Which lines in the listing below contain the word "christmas"? Report each of those lines in full.
┌────────
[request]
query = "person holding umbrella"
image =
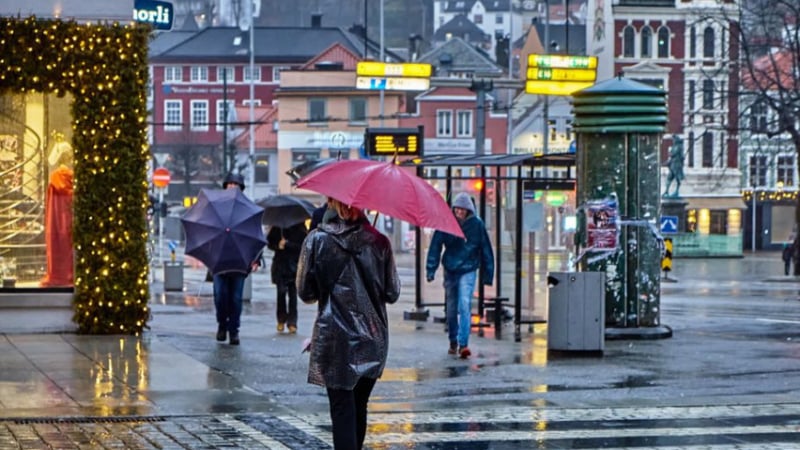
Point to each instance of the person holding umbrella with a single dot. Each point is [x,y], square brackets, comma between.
[461,260]
[229,286]
[347,267]
[286,243]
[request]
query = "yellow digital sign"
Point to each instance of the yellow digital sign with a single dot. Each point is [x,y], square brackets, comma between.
[548,74]
[562,61]
[379,69]
[393,141]
[555,87]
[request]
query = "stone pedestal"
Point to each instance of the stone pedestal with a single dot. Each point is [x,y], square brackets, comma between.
[676,207]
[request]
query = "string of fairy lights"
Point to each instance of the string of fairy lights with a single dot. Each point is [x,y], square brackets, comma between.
[104,68]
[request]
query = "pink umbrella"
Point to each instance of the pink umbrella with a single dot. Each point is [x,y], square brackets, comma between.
[384,187]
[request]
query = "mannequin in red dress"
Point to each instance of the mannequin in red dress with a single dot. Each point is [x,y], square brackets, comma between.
[58,225]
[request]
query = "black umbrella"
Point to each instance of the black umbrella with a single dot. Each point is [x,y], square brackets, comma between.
[224,231]
[285,210]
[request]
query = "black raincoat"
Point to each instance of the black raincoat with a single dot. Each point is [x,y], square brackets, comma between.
[347,267]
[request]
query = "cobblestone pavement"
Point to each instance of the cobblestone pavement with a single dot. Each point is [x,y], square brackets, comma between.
[729,378]
[743,427]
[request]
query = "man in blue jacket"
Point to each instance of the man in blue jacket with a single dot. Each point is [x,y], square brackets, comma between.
[461,260]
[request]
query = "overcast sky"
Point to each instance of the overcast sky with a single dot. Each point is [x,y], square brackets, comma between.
[121,10]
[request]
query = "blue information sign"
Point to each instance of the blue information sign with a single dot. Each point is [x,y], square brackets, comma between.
[669,224]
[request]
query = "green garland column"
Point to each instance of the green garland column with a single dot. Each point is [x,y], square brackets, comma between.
[619,124]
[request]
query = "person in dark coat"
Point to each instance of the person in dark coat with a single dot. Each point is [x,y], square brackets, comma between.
[348,268]
[229,286]
[461,260]
[286,243]
[787,256]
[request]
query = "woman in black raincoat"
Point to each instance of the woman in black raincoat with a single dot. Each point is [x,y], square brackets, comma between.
[348,268]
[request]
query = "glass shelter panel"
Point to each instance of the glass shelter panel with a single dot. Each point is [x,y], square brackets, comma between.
[36,189]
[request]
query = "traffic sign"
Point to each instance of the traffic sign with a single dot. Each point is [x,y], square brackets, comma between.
[669,224]
[379,69]
[161,177]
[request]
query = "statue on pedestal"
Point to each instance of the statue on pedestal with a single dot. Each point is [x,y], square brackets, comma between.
[675,165]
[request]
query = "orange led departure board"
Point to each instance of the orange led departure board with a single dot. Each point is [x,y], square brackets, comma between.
[393,141]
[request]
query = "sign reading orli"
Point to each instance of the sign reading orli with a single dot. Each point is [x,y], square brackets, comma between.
[393,141]
[158,14]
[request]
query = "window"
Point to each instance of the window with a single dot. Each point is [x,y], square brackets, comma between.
[647,42]
[464,123]
[173,115]
[199,112]
[758,117]
[221,117]
[444,123]
[301,155]
[358,110]
[225,74]
[663,42]
[708,94]
[276,73]
[627,42]
[708,43]
[785,170]
[719,222]
[758,171]
[261,174]
[173,74]
[256,73]
[708,149]
[316,110]
[199,74]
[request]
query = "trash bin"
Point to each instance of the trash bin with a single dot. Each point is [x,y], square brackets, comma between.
[576,311]
[173,276]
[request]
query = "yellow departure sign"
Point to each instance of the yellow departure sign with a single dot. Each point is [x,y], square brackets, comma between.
[379,69]
[393,141]
[538,73]
[562,61]
[559,74]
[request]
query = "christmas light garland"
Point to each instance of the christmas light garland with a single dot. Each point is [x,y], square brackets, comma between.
[104,67]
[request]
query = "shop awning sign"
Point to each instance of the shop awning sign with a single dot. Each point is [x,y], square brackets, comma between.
[158,14]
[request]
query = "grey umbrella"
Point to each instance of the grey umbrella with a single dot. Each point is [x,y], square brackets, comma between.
[224,231]
[285,210]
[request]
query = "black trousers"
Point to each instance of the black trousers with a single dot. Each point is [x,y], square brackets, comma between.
[349,414]
[287,303]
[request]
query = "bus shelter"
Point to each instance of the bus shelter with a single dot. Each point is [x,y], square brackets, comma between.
[500,185]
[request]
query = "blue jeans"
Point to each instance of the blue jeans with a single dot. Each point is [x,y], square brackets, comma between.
[458,303]
[228,290]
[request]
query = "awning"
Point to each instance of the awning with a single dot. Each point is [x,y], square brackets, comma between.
[715,203]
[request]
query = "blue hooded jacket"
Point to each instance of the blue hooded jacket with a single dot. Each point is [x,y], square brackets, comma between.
[462,256]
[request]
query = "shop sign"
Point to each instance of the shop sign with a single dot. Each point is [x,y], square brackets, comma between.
[158,14]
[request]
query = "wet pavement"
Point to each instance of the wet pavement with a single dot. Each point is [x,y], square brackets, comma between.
[728,378]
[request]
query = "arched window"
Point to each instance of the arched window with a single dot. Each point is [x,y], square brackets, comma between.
[627,42]
[647,42]
[663,42]
[708,43]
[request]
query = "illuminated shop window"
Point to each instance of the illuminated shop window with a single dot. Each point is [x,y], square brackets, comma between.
[36,190]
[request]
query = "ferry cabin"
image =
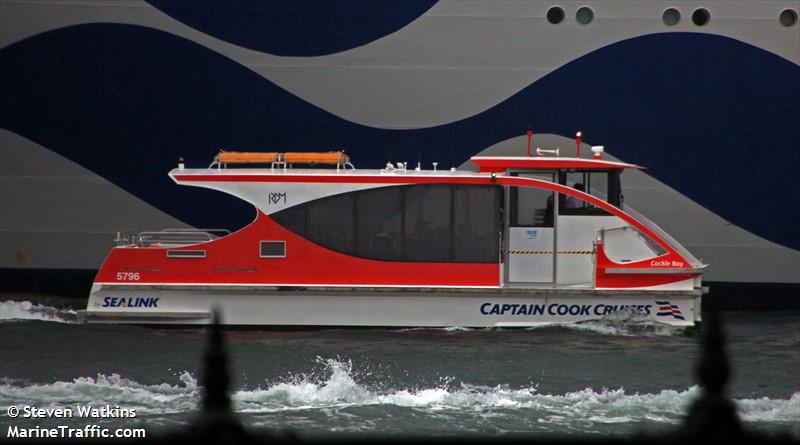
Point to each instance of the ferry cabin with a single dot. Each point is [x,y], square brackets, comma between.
[520,222]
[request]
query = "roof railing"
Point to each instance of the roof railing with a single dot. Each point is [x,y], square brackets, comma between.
[281,159]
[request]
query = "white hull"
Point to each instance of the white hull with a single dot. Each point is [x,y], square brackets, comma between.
[269,306]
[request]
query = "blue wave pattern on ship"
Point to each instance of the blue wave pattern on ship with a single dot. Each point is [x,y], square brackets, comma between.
[126,102]
[296,27]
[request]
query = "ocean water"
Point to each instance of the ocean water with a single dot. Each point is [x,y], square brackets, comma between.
[587,379]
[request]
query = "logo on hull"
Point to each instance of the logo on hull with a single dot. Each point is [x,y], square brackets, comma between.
[137,302]
[666,309]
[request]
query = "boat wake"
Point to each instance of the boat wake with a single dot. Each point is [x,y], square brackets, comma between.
[335,392]
[11,311]
[611,327]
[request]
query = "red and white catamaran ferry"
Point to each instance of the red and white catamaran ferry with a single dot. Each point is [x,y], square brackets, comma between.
[527,240]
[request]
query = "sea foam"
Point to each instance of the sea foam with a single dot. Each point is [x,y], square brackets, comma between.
[25,310]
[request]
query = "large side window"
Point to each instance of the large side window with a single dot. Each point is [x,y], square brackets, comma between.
[419,223]
[476,225]
[427,223]
[379,223]
[330,223]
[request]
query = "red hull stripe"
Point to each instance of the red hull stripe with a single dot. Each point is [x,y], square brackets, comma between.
[416,179]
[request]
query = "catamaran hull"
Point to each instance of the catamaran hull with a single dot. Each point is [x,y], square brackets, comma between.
[258,306]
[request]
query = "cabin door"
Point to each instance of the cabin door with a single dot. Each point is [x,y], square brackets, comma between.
[530,233]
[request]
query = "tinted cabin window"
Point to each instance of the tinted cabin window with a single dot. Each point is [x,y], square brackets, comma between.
[330,223]
[476,225]
[379,223]
[427,223]
[421,223]
[595,183]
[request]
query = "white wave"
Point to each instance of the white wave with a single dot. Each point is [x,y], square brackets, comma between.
[339,389]
[25,310]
└────────
• **Exercise answer**
query = "christmas light garland"
Point to each instance of the christmas light garland with a single dot. Each point is [x,y], square brackets, comma between.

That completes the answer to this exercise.